» Required action 1: From the Kenai king salmon article below, output everything from "For many years" down to "some are not.", word for word.
» Required action 2: According to the Kenai king salmon article below, in what year did Morris Communications' history in Alaska begin?

» Text for analysis:
Morris presents ‘The case for conserving the Kenai king salmon’
David McCoy, right, of Junction City, Ore., shows off the 86.5-pound king salmon he caught on the Kenai River in Soldotna on July 26, 2006, with guide Danny Paulk, left, after the fish was weighed at the Alaska Department of Fish and Game. Trophy catches are increasingly rare on the Kenai, and none have been recorded by ADFG in the last four years.
Morris Communications’ history in Alaska dates to 1969 when the company purchased the Juneau Empire. Today, the company also owns and operates Alaska Magazine, The Milepost, Where Alaska, the Alaska Journal of Commerce, Capital City Weekly, the Chugiak-Eagle River Star, the Homer News and the Peninsula Clarion. The company also owns and operates six radio stations in Anchorage — KBEAR 104.1, KWHL 106.5, MIX 103.1, KOOL 97.3, KFQD 750, KHAR 590 and 96.7 — and KAYO 100.9 in Wasilla.
For many years we have watched the ebb and flow of salmon in Alaska’s waters; in particular, the great king salmon and the world’s greatest salmon fishery, the Kenai River.
Salmon of all types play a major role in the life and wellbeing of our state. They provide food, subsistence, income, commercial activity and sport.
Fortunately, in general, salmon are a prolific species. They reproduce in large numbers in the rivers and streams of our state. They remain in those rivers and streams for an early part of their lives and then they return to the same rivers and streams where they were born to reproduce and die. Salmon stay in the ocean for several years and are preyed upon and affected by many forces – some are known to us, some are not.

» Record extracts:
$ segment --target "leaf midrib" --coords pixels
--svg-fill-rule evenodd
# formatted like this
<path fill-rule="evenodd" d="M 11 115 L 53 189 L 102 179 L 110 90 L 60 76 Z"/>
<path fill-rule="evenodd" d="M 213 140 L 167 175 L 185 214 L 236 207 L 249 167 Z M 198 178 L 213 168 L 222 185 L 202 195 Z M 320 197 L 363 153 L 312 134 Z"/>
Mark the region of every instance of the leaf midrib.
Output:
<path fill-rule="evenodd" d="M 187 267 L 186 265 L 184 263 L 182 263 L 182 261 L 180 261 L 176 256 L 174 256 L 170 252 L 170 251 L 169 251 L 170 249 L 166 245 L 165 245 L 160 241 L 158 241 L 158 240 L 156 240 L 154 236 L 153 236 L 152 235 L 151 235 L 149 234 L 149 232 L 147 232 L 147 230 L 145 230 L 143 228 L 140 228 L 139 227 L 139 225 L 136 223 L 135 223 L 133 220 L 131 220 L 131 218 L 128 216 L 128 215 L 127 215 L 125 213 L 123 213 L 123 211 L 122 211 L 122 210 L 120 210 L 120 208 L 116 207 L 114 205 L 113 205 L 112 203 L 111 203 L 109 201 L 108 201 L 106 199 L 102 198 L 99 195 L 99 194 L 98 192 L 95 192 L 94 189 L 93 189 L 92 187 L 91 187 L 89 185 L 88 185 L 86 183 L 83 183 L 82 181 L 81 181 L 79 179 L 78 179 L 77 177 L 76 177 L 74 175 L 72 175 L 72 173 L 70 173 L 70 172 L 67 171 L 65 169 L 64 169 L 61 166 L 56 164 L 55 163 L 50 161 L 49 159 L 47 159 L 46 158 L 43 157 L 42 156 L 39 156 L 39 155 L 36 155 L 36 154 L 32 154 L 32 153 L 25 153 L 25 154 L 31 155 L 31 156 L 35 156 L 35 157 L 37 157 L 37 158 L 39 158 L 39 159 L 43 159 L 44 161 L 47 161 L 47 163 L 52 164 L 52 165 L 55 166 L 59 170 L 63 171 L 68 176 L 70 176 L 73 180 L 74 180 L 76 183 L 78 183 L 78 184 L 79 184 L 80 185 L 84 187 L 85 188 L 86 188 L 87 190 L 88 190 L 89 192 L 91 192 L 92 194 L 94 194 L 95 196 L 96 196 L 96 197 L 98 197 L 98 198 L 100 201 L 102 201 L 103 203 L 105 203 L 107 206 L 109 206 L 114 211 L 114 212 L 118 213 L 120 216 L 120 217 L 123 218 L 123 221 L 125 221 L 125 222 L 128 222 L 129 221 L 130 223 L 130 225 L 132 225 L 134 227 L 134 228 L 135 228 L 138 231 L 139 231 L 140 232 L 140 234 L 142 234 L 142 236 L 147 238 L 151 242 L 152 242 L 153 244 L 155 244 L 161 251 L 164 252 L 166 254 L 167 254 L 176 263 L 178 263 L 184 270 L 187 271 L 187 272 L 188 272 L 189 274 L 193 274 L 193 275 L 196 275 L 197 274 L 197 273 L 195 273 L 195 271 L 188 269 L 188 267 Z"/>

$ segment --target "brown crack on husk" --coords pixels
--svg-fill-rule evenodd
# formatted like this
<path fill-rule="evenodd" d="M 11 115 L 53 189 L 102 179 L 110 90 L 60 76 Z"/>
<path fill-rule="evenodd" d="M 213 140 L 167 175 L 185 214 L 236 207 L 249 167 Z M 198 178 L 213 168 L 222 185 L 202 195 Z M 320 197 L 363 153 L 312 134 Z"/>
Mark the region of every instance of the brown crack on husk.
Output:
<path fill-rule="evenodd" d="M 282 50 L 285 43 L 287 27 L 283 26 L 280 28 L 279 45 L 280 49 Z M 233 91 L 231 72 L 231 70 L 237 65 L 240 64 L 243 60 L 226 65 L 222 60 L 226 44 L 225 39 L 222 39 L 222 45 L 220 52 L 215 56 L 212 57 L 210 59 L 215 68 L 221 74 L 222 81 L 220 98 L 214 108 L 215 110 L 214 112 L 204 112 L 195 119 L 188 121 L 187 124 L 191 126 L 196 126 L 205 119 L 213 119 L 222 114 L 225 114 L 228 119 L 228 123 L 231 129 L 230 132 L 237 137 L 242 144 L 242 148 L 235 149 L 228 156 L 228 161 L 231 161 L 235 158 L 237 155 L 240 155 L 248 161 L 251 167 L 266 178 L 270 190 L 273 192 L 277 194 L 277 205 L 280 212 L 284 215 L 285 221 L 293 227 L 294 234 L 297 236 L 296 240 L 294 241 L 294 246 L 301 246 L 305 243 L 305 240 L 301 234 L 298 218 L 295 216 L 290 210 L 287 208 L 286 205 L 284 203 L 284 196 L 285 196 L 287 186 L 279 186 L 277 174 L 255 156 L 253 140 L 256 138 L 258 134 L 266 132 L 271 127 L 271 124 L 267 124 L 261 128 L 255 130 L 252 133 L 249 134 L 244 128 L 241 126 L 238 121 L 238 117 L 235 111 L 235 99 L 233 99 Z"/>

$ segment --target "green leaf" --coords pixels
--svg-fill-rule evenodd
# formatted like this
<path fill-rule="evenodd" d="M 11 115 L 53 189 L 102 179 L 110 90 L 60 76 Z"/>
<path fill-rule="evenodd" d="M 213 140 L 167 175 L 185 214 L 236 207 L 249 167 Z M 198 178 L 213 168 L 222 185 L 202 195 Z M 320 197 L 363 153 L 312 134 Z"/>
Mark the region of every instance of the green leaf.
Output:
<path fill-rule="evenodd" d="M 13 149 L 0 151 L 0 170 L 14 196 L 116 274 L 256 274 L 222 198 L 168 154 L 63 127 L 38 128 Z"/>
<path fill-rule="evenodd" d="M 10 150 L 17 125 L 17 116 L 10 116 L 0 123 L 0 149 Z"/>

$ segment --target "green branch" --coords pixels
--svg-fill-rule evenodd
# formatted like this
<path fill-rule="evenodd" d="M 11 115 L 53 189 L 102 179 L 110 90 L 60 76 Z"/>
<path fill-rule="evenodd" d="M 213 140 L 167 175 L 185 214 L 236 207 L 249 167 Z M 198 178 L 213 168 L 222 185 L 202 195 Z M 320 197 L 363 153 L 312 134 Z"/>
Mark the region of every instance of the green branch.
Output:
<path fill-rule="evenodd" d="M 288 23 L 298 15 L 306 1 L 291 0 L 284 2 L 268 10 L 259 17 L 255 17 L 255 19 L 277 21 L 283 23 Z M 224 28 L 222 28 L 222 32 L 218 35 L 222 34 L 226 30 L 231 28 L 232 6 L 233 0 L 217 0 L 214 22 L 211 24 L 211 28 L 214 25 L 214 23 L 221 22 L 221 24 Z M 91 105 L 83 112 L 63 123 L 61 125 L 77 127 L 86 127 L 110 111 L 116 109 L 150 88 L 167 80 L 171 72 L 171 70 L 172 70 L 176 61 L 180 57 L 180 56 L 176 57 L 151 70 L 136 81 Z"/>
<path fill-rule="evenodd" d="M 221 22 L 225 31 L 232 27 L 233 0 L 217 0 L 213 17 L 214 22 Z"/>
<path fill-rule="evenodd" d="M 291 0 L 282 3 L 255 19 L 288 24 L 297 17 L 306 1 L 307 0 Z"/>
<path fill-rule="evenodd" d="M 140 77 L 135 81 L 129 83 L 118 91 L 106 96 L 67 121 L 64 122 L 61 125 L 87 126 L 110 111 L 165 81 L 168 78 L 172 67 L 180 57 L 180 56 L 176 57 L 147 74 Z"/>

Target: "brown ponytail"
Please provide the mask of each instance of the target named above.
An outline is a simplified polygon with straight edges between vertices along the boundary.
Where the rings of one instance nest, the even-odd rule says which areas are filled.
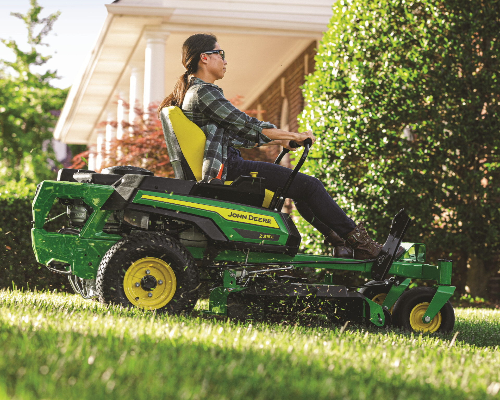
[[[186,72],[177,80],[174,92],[165,98],[158,108],[158,118],[164,107],[176,106],[180,108],[182,106],[184,96],[189,88],[188,77],[198,70],[200,55],[204,52],[212,50],[216,42],[217,38],[212,34],[196,34],[186,40],[182,44],[182,62]]]

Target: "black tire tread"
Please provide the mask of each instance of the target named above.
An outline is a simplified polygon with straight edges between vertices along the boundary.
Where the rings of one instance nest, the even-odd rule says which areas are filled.
[[[412,310],[421,302],[430,302],[436,290],[434,288],[420,286],[406,290],[398,299],[392,310],[392,325],[402,329],[412,330],[406,317]],[[455,312],[448,300],[440,310],[441,326],[436,332],[448,332],[455,325]]]
[[[139,248],[148,244],[148,242],[160,246],[170,247],[185,260],[186,268],[184,268],[184,272],[188,276],[190,287],[192,288],[182,294],[182,302],[187,304],[186,306],[182,307],[182,310],[172,308],[170,303],[169,303],[156,310],[157,312],[164,312],[168,311],[176,314],[179,314],[182,312],[188,313],[191,312],[194,308],[200,296],[200,273],[196,262],[191,253],[178,240],[158,232],[146,232],[132,234],[116,242],[108,250],[102,257],[98,270],[96,284],[99,300],[104,304],[117,302],[116,296],[112,295],[108,286],[110,282],[116,278],[116,274],[119,273],[118,270],[110,271],[110,270],[114,268],[114,261],[119,259],[120,252],[126,246],[128,248]],[[130,304],[130,306],[132,306],[132,304]]]

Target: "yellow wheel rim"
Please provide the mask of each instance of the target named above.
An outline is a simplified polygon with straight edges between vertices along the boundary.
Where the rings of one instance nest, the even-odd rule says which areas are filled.
[[[412,326],[414,330],[420,332],[436,332],[441,326],[441,312],[438,312],[430,322],[424,324],[422,320],[422,317],[427,311],[430,303],[420,303],[413,308],[410,314],[410,324]]]
[[[386,300],[386,297],[387,297],[386,293],[380,293],[372,298],[372,301],[382,306],[384,304],[384,302]],[[392,314],[392,308],[394,308],[394,304],[393,304],[392,306],[389,308],[389,312],[391,314]]]
[[[166,306],[174,297],[176,286],[176,274],[170,266],[154,257],[138,260],[128,267],[124,277],[127,298],[136,307],[146,310]]]

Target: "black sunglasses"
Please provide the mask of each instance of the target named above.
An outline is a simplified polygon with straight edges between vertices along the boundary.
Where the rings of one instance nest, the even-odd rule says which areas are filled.
[[[204,52],[205,54],[214,54],[214,53],[217,53],[221,57],[222,59],[224,60],[226,57],[226,52],[224,50],[208,50],[208,52]]]

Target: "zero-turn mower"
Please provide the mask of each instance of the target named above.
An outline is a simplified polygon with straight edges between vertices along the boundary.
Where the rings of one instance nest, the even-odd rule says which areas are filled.
[[[164,108],[161,118],[176,178],[132,166],[100,174],[62,168],[56,181],[37,186],[32,230],[36,259],[66,275],[76,292],[105,304],[179,314],[193,310],[200,282],[208,280],[212,286],[204,312],[210,314],[242,320],[306,312],[336,324],[430,332],[453,328],[452,262],[426,264],[424,244],[402,242],[410,223],[403,210],[376,260],[298,252],[300,235],[280,210],[310,142],[276,193],[255,174],[224,185],[198,182],[203,132],[177,108]],[[67,206],[70,228],[48,232],[44,226],[56,200]],[[406,251],[396,259],[400,245]],[[287,274],[304,267],[324,268],[324,280],[310,283]],[[332,270],[370,280],[361,286],[336,284]],[[200,279],[200,271],[208,278]],[[412,279],[436,283],[406,290]]]

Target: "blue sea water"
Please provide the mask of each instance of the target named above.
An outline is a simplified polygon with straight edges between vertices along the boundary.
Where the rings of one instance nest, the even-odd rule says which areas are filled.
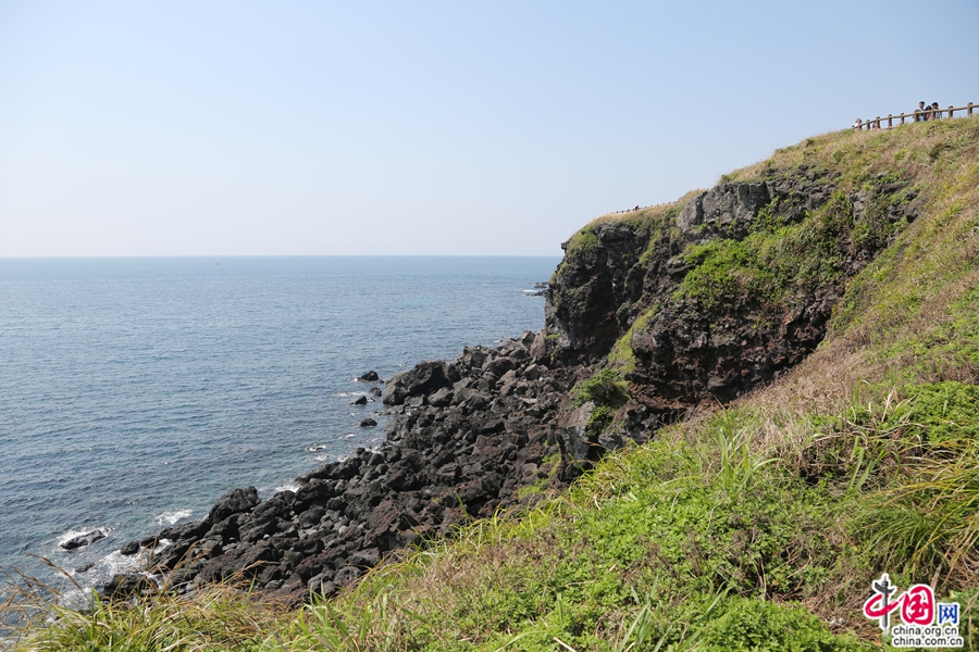
[[[543,326],[558,258],[0,259],[0,568],[83,584],[122,543],[379,444],[351,402]],[[101,528],[75,552],[59,542]]]

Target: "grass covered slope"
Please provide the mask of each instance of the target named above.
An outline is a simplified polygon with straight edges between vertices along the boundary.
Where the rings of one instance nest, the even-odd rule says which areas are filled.
[[[917,202],[917,218],[854,224],[834,196],[802,222],[680,252],[693,267],[677,301],[788,305],[840,279],[840,261],[805,240],[820,225],[881,251],[840,281],[826,340],[769,386],[606,455],[519,518],[377,567],[329,604],[260,610],[218,590],[193,604],[95,605],[38,625],[22,648],[865,650],[880,630],[860,606],[888,572],[961,602],[976,649],[979,120],[810,138],[722,180],[801,166],[843,193],[901,179],[894,201]],[[655,248],[690,199],[622,218]],[[588,255],[588,234],[566,255]],[[640,306],[596,377],[628,374],[661,309]]]

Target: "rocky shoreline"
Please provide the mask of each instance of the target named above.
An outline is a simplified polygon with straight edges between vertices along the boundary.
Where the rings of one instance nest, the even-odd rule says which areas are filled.
[[[177,591],[243,577],[295,603],[311,591],[334,593],[394,551],[566,488],[603,451],[734,400],[818,346],[846,279],[918,206],[900,180],[880,177],[848,195],[835,181],[804,165],[770,170],[640,220],[596,221],[562,246],[544,329],[466,348],[451,363],[422,362],[387,381],[392,421],[377,450],[358,449],[264,502],[255,488],[235,489],[206,518],[122,552],[152,551],[151,568]],[[690,251],[802,229],[804,221],[798,238],[809,240],[796,242],[818,255],[785,255],[790,264],[810,255],[820,283],[798,276],[768,296],[736,283],[685,284],[698,264]],[[596,405],[580,390],[602,368],[628,391]],[[128,574],[101,592],[152,590],[145,575]]]
[[[297,602],[311,590],[335,592],[392,551],[532,503],[540,491],[521,489],[561,489],[575,475],[561,463],[569,429],[557,415],[578,378],[548,368],[548,356],[543,331],[528,331],[496,348],[466,348],[449,364],[422,362],[386,384],[393,418],[377,450],[358,449],[263,502],[253,487],[235,489],[206,518],[123,551],[156,549],[153,569],[178,591],[237,576]],[[101,592],[151,590],[131,573]]]

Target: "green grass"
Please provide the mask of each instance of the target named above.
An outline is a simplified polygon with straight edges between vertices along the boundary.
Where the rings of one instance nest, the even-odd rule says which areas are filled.
[[[608,454],[566,494],[467,525],[295,612],[225,587],[85,612],[26,590],[20,604],[54,618],[34,619],[16,649],[883,649],[859,612],[882,572],[958,600],[967,649],[979,649],[977,152],[979,121],[941,121],[814,137],[727,175],[805,164],[847,191],[900,177],[894,201],[918,193],[919,217],[890,225],[871,205],[853,224],[837,196],[802,223],[770,206],[742,242],[687,249],[697,267],[684,296],[784,304],[841,278],[840,242],[887,244],[843,286],[827,340],[800,367]],[[621,220],[653,248],[680,204]],[[588,234],[569,255],[599,253]],[[579,400],[624,402],[632,335],[656,310],[640,311]]]

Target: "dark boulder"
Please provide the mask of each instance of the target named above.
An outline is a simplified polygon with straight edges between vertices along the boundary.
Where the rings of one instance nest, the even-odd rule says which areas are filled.
[[[90,532],[86,532],[84,535],[79,535],[77,537],[73,537],[61,544],[65,550],[75,550],[76,548],[82,548],[84,546],[91,546],[96,541],[101,541],[106,538],[106,532],[102,530],[91,530]]]
[[[248,512],[259,504],[258,491],[255,487],[247,489],[232,489],[218,499],[211,512],[208,514],[207,522],[211,525],[224,521],[232,514]]]
[[[442,360],[418,363],[414,368],[401,372],[387,381],[384,390],[385,405],[400,405],[409,397],[419,397],[451,385],[448,369]]]

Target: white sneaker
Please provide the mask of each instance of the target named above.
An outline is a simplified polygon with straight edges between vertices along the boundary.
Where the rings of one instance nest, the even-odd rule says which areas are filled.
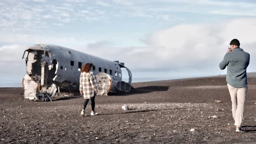
[[[86,114],[85,114],[84,111],[82,111],[81,112],[81,115],[83,116],[86,116]]]
[[[96,112],[93,111],[92,111],[92,112],[91,112],[91,115],[98,115],[98,112]]]

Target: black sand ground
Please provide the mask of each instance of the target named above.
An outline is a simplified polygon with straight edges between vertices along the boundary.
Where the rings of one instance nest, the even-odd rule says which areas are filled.
[[[0,143],[255,144],[256,80],[249,78],[241,133],[223,76],[134,83],[140,92],[97,96],[99,115],[86,117],[82,97],[34,101],[21,88],[0,88]]]

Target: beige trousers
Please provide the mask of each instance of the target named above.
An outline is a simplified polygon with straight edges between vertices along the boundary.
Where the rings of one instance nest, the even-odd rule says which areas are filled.
[[[245,98],[248,90],[248,85],[242,88],[236,88],[227,84],[227,87],[231,97],[232,115],[235,121],[235,125],[241,126],[243,122]]]

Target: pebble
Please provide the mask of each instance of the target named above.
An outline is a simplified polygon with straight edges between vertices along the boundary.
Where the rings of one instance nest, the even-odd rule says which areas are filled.
[[[190,131],[195,131],[195,129],[194,129],[194,128],[191,128],[191,129],[190,130]]]

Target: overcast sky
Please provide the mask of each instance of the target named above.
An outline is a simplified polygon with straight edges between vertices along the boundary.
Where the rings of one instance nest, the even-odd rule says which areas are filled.
[[[0,0],[0,87],[21,86],[23,51],[38,43],[119,60],[138,82],[224,74],[236,38],[256,72],[256,2],[241,1]]]

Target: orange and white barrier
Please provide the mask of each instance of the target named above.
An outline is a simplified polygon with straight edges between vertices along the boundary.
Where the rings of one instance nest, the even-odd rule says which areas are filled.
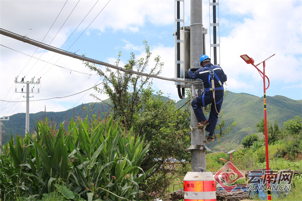
[[[188,172],[183,184],[185,201],[216,201],[216,181],[211,172]]]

» Answer box 1:
For many years we have watched the ebb and flow of salmon in Alaska’s waters; in particular, the great king salmon and the world’s greatest salmon fishery, the Kenai River.
Salmon of all types play a major role in the life and wellbeing of our state. They provide food, subsistence, income, commercial activity and sport.
Fortunately, in general, salmon are a prolific species. They reproduce in large numbers in the rivers and streams of our state. They remain in those rivers and streams for an early part of their lives and then they return to the same rivers and streams where they were born to reproduce and die. Salmon stay in the ocean for several years and are preyed upon and affected by many forces – some are known to us, some are not.

» Answer box 2: 1969, when the company purchased the Juneau Empire.